Exercise details>
Pictures are not part of the copy; repeat everything else in the records exactly.

Extracted records>
=-=-=
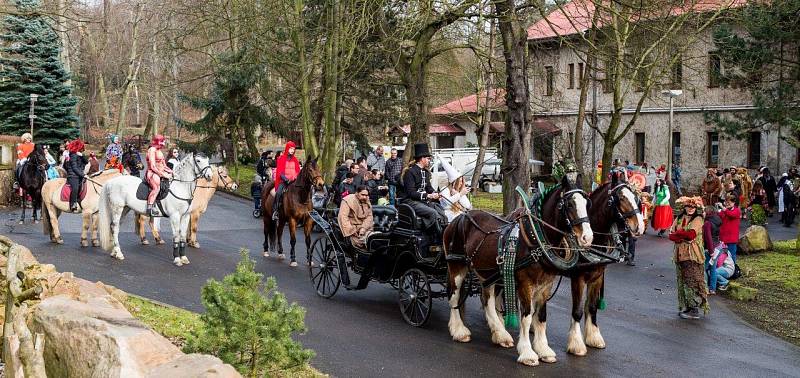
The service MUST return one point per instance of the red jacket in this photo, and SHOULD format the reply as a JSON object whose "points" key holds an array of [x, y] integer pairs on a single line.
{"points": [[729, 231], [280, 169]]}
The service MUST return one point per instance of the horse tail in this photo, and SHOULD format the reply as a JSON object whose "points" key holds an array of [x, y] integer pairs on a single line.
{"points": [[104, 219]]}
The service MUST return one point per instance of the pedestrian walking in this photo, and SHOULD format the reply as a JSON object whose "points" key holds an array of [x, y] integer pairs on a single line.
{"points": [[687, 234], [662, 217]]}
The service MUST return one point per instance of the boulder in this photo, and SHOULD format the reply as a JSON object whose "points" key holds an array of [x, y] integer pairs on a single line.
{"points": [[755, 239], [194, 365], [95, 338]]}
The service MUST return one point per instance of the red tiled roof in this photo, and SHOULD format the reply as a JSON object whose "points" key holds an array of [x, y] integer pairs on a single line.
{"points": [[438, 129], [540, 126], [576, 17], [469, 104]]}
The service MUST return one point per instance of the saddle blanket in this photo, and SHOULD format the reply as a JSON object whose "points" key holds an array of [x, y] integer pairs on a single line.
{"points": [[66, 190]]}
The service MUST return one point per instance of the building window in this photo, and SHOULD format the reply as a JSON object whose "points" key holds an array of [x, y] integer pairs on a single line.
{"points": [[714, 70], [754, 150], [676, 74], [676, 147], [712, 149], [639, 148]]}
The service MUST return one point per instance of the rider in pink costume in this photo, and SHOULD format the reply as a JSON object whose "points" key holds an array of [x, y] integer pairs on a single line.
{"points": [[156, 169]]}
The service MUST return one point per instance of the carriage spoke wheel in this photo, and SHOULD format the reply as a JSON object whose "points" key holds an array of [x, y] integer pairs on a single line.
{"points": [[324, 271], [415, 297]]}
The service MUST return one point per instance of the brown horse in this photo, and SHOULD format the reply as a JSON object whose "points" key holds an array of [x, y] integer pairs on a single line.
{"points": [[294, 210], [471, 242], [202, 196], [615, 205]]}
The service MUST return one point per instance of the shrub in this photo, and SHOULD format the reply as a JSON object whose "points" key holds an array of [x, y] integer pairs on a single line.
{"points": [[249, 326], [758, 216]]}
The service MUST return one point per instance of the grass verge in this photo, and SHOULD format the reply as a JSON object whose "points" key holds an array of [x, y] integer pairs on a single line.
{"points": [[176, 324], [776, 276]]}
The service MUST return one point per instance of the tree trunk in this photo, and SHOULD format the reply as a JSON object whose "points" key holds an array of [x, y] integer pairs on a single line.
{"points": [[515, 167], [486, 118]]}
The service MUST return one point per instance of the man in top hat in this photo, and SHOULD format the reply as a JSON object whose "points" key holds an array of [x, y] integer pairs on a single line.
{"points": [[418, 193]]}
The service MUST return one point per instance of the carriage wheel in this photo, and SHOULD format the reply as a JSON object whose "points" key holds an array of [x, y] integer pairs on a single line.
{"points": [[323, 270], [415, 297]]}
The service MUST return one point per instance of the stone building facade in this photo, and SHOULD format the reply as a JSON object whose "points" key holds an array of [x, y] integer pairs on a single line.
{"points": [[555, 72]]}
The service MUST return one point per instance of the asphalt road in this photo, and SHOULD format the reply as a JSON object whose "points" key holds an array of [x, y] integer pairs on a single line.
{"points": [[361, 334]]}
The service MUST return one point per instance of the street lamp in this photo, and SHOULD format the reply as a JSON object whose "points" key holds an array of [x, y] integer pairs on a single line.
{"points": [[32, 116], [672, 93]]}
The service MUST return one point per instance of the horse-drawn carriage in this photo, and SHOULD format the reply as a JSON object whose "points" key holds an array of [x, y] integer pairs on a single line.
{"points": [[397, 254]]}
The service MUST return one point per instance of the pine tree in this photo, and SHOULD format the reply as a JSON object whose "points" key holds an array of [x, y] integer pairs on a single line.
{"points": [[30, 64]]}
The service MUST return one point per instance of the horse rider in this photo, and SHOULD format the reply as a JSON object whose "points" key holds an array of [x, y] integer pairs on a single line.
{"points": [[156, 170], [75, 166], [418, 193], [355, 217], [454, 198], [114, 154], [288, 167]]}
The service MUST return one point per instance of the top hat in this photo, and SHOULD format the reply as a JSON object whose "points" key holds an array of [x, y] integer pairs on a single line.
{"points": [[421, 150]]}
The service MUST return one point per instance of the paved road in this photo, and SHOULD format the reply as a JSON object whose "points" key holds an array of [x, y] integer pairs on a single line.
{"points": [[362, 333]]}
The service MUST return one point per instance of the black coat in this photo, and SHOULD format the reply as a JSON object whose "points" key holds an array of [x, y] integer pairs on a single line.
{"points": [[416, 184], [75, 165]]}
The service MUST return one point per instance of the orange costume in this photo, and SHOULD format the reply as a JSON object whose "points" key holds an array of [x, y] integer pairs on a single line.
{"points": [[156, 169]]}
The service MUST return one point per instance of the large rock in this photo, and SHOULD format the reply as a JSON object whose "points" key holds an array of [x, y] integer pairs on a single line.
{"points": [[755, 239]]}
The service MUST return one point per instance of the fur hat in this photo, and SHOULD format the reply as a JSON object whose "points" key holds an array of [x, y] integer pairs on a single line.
=-=-=
In response>
The service MUST return one point per instance of the red jacket in this photo, and SHOULD format the reply as a JSON object whose "points" key holds an array of [x, y] integer pairs on a single line.
{"points": [[729, 231], [280, 169]]}
The service MUST return one point per instance of the horse tail in this photo, and SHOULD format the reply as a JSON object whose "points" key holds an array of [x, y] integer pairs on a single line.
{"points": [[104, 219]]}
The service MUST return one point per instance of the pedestrian walking in this photo, and SHOULD format the reply as a JSON object whose "points" key holds an array of [x, y] integer pairs on a single line.
{"points": [[687, 234], [662, 217]]}
The service MUST return one point per instance of the boulder in this photo, and SHOULD format the reply as a JSON object whose "points" key holds an array of [x, y] integer pairs on a single line.
{"points": [[755, 239], [194, 365], [95, 338]]}
The service MUST return one point per instance of the red tiled roof in this photo, and SHOULD format the reply as a JSON object whose "points" key holds an array of [x, y] integer pairs on a single line.
{"points": [[438, 129], [540, 126], [576, 17], [469, 104]]}
The service MUST return one point per instance of the saddle blanket in this photo, and SHOULD format the reply as a JSON object whose "points" key holds an array of [x, y] integer pairs on a single line.
{"points": [[66, 190]]}
The service MUST return one point per instance of the building window in this photo, and SHOULD format the reply as a JSON object whose "points" key holds an array of [x, y] integer pairs on a single line.
{"points": [[714, 70], [754, 150], [676, 74], [676, 147], [712, 149], [639, 148]]}
The service MUST return one point per instance of the rider in pink costume in this photo, and SHOULD format the reply as a JSON object whose "points" key holds an array of [x, y] integer pairs on a single line.
{"points": [[156, 169]]}
The service MUST return one point per instance of the carriage spoke wheel in this photo, and SHOULD format the reply as a JSON object whose "points" key holds an array of [x, y] integer pairs on a single line.
{"points": [[324, 271], [415, 297]]}
The service MUST return one point per instance of the brown horse in this photo, and SHOULD format the reply as a JSON object whose "points" key holds an array of [x, y] integer pairs on a single line.
{"points": [[294, 210], [471, 242], [202, 196], [615, 205]]}
The service MUST return one point per instance of the shrub in this photo, and SHOULD format the reply as a JSON object whose "points" key holds an array of [x, y] integer pairs on a single line.
{"points": [[249, 326], [758, 216]]}
The service MUST return one point per instance of the grass verge in this photo, and SHOULD format the reply as a JSON object whose "points" key holds an array of [x, y] integer pairs on a single line.
{"points": [[176, 324], [776, 276]]}
The service MUST return one point per instance of the tree trunk in this photo, and SHOULD format the reply as a JSON object whose "points" key holds an array of [x, y] integer pairs on a single line.
{"points": [[515, 167], [486, 118]]}
The service MUST return one point per instance of the man in top hat in this photo, and SHOULD format the reply as a JSON object whose "points" key holds an array of [x, y] integer pairs on a single line.
{"points": [[418, 193]]}
The service MUST return one point per instance of the carriage wheel in this photo, and SHOULD format the reply as a JSON object whose "points" key holds an array of [x, y] integer pairs on a single line.
{"points": [[323, 270], [415, 297]]}
The service MUST return one point per instance of the stone building facade in this photo, and SHOULD format the reply as a JSON object whose "points" key holds an array of [x, y] integer pairs on a single line.
{"points": [[555, 72]]}
The service MUST return one point per instance of the asphalt road in this photo, and SHOULD format the reply as a JSON object whose "points" key holds an array of [x, y] integer pairs on a single line.
{"points": [[361, 334]]}
The service MUST return one point per instance of the street lamp in this photo, and SHOULD format the reply as a JSON object whose "points" key holds an array of [x, y] integer pairs on a single line.
{"points": [[32, 116], [672, 93]]}
The service MUST return one point per instance of the horse-drawn carriage in this photo, and SHOULD format the reply as a JSON object whose "points" key holds an array of [x, y] integer pairs on a single line.
{"points": [[397, 254]]}
The service MUST return one point per instance of the pine tree in this photo, and SHOULD format the reply as a JSON object whose "points" key holds an array of [x, y] integer pairs on a single line.
{"points": [[30, 64]]}
The service MUST return one point per instance of the horse rider in this photo, and SHOULD format the reply as a JSON object whose "points" key holds an array of [x, y] integer pairs on a single line.
{"points": [[156, 170], [75, 166], [418, 193], [355, 217], [454, 198], [114, 154], [288, 167]]}
The service MUST return one point per instance of the top hat in this photo, and SHOULD format the reply as a JSON object whose "points" key holds an array of [x, y] integer pairs on a single line.
{"points": [[421, 150]]}
The service MUST return one point per instance of the paved road in this photo, and SHOULD format the reply as a JSON object whose "points" key holds an array of [x, y] integer pairs on a single line.
{"points": [[362, 333]]}
The service MUST return one point per instance of the black coat in this photo, and SHOULD format the reply as a JSON object whose "points" key holds an array of [x, y] integer pairs on a single line.
{"points": [[416, 184], [75, 165]]}
The service MUST return one point per instance of the orange costume in this photo, and SHOULD format the reply as a JSON object whose "points" key holds an array of [x, y] integer pairs on a single line.
{"points": [[156, 169]]}
The service MUST return one point per instance of the large rock in this photo, and SHOULD format the reply as a JSON object whose "points" key holds an array of [x, y] integer pairs on a single line.
{"points": [[755, 239]]}
The service MUST return one point per instance of the fur hat in this photo, and SHOULD format the reply as a JSON object whose "points" key holds an array of [x, y] integer pairs on a single line.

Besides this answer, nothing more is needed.